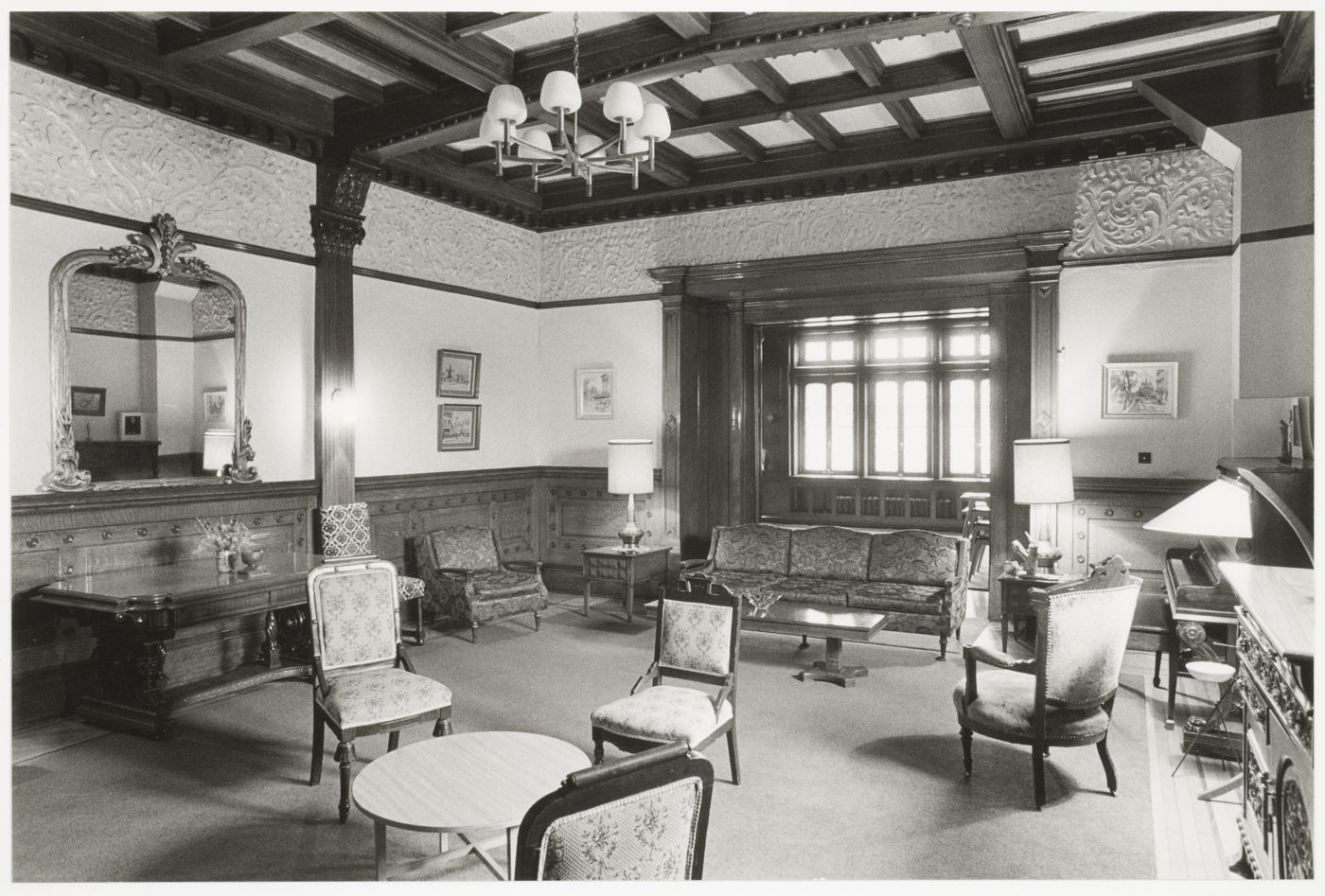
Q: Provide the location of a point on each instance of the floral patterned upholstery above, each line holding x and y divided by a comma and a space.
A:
380, 694
464, 548
696, 637
346, 531
751, 549
649, 835
914, 557
830, 553
662, 713
355, 612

=======

Copy out every row above character for character, leaving out the pictures.

WRITTEN RESPONSE:
Q: Provide the location of a point on each instance of the floral patterned upholstery above, each line holding x and y divided by a comma and a space.
A:
380, 694
464, 548
696, 637
346, 531
751, 549
649, 835
914, 557
830, 553
662, 713
355, 612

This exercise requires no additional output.